[Opening Materials provided section]

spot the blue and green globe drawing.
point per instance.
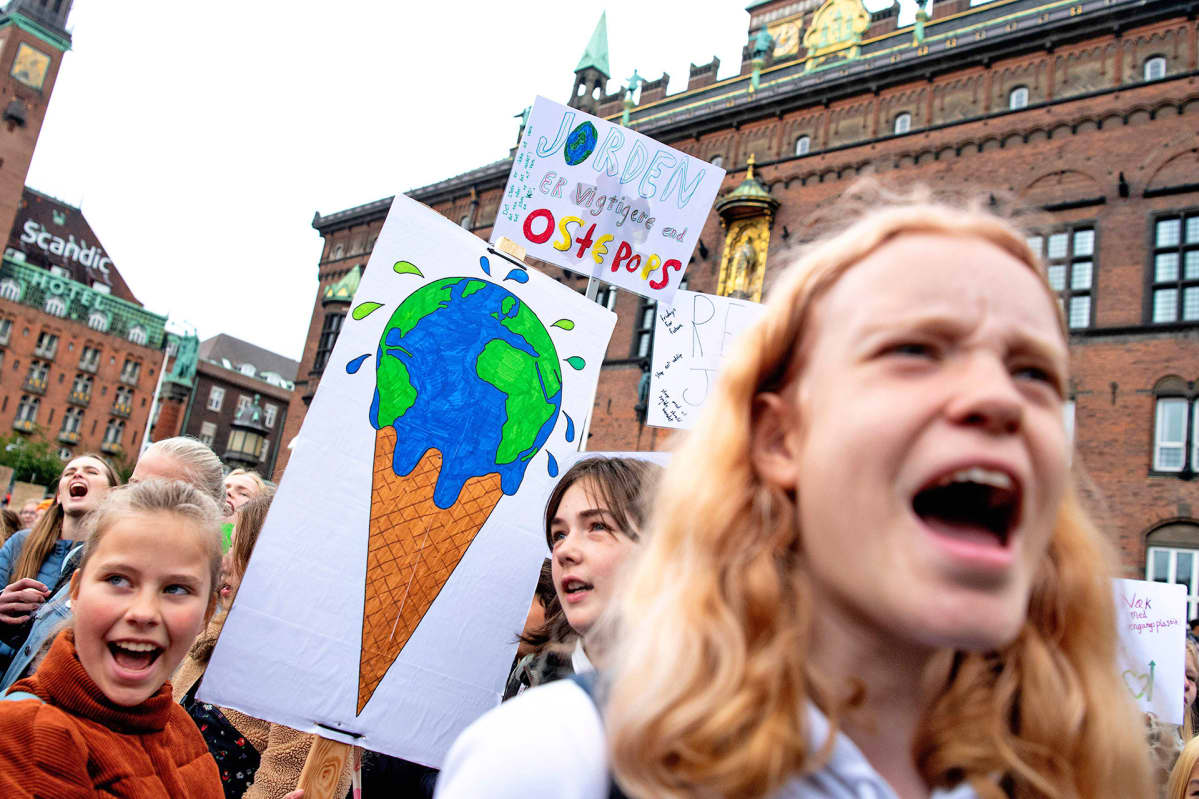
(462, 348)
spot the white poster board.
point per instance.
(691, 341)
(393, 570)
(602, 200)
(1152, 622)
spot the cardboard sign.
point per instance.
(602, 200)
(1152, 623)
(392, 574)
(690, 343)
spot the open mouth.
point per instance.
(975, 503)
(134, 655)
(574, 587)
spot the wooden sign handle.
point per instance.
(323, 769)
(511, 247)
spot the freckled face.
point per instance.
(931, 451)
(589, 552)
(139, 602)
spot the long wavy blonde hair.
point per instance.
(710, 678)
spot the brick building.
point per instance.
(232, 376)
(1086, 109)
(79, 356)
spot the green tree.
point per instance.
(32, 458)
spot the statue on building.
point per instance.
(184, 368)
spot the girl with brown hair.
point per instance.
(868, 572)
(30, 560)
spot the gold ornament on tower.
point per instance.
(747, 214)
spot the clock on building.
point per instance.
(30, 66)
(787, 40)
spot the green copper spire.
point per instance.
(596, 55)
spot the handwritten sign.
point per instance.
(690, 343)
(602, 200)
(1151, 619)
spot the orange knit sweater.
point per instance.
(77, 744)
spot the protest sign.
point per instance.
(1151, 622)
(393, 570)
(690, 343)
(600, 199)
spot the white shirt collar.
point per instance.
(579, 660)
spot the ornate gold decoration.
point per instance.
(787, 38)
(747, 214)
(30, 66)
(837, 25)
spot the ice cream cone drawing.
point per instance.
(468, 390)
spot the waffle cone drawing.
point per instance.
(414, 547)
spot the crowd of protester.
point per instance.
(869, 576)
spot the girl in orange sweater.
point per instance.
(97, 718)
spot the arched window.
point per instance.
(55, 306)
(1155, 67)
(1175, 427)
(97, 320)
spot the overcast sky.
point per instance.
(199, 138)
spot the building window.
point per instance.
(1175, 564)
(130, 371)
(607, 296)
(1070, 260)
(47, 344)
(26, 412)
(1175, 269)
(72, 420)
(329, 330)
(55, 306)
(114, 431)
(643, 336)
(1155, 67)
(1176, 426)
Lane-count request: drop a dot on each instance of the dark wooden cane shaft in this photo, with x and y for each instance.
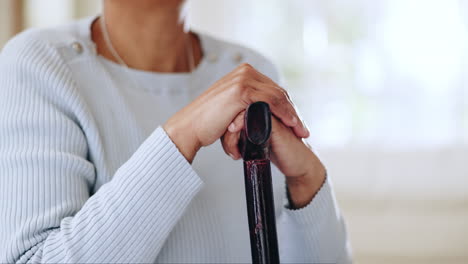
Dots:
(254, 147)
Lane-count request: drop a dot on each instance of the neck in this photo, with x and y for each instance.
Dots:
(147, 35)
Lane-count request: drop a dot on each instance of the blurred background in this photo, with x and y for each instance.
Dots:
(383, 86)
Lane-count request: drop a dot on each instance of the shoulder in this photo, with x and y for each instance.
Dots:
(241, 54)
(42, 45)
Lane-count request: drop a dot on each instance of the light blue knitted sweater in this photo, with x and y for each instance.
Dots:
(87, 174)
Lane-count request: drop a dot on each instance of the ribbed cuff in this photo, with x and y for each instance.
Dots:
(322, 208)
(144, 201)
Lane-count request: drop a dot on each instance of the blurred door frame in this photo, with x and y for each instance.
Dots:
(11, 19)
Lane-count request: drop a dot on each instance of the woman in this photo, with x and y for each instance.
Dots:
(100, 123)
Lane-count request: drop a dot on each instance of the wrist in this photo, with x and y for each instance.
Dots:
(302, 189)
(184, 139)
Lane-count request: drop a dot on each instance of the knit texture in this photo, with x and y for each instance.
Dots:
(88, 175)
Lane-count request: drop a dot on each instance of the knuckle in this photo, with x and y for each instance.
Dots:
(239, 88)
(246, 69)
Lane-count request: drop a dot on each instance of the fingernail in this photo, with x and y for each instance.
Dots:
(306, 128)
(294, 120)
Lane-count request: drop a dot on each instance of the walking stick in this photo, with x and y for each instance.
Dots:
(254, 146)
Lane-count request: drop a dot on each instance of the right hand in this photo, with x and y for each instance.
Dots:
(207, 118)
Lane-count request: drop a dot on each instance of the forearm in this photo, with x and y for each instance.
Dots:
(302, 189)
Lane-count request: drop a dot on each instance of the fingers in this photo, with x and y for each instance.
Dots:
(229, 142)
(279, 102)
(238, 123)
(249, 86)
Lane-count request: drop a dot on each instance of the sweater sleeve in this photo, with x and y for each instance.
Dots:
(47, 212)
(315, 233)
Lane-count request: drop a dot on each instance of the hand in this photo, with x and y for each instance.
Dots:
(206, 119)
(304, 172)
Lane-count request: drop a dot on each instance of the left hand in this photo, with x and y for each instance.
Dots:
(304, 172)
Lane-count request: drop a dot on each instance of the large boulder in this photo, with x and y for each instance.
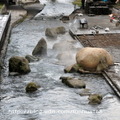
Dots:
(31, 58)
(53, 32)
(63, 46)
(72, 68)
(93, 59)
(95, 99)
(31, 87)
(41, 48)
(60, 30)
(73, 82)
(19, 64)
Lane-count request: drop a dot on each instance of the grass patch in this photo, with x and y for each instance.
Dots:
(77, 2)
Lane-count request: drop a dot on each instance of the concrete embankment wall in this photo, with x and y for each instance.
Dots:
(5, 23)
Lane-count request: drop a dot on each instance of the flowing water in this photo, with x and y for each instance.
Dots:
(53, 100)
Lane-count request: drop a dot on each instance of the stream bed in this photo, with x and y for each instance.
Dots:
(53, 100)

[Closing Materials provided section]

Problem statement: Read the data above. Pull out each line in which the string "wooden" appears.

Exercise result:
spot the wooden sign handle.
Lane-count request: drop a dot on each instance of the dark wooden cane shaft in this photo, with x and y for each instance.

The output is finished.